* WORK ITEM A *
Please print the part of the Springsteen film review between "Bruce Springsteen is" and "and entirely uncommercial.", inclusive.
* WORK ITEM B *
In the Springsteen film review, where does Springsteen record his demos?
* WORK ITEM C *
Pick up the Springsteen film review after its final sentence and continue writing it.

Bruce Springsteen is a mess. Haunted by memories of his childhood poverty and his violent alcoholic father, he repeatedly finds himself parked outside the now-empty Freehold NJ house where he grew up. He has had a string of girlfriends, but can't bring himself to commit to a relationship. In an isolated lakeside house in Colt's Neck, he records demos on an early four-track. He finds himself obsessed with spree killer Charles Starkweather who killed 11 people in Nebraska, and writes about people disconnected from society, from family, from community. The songs are deeply personal, stripped down... and entirely uncommercial.

This is the setting for the film "Deliver Me From Nowhere". Rather than your standard rock biopic, a greatest hits jukebox charting an artist or band's career from start to the present, this is a focused character piece about a man on the brink of despair, nearly lost to depression, trying to find meaning in the noise all around him. There are few hit songs in this film. We get a small piece of "Born To Run" performed at the end of his tour, and we hear the E Street Band working on an early version of what will eventually become "Born In The USA". But mostly we have the echoey acoustic guitar, harmonica and semi-mumbled vocals of "Nebraska".

[Dataset records]
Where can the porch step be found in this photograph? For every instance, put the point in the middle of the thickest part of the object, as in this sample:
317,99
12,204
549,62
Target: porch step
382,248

* TASK OUTPUT A *
Bruce Springsteen is a mess. Haunted by memories of his childhood poverty and his violent alcoholic father, he repeatedly finds himself parked outside the now-empty Freehold NJ house where he grew up. He has had a string of girlfriends, but can't bring himself to commit to a relationship. In an isolated lakeside house in Colt's Neck, he records demos on an early four-track. He finds himself obsessed with spree killer Charles Starkweather who killed 11 people in Nebraska, and writes about people disconnected from society, from family, from community. The songs are deeply personal, stripped down... and entirely uncommercial.

* TASK OUTPUT B *
In an isolated lakeside house in Colt's Neck.

* TASK OUTPUT C *
We focus on his inner turmoil, how he fails to cope with a fling that's turning serious and putting him into a parental role, while still managing to play in Asbury Park at the Stone Pony club, where performing on stage serves as a distraction from his reality. We focus on his relationship with his father, mostly in the form of flashbacks. Matthew Anthony Pellicano Jr who plays Bruce as a child is incredible, the black and white film turning his eyes into black pits as he warily interacts with his drunken father, played brilliantly by Stephen Graham. And the adult Springsteen is captured by Jeremy Allen White in an amazing performance. The acting, direction and cinematography is all top-notch. It's a joy to watch the film, despite its heavy subject matter.

But... )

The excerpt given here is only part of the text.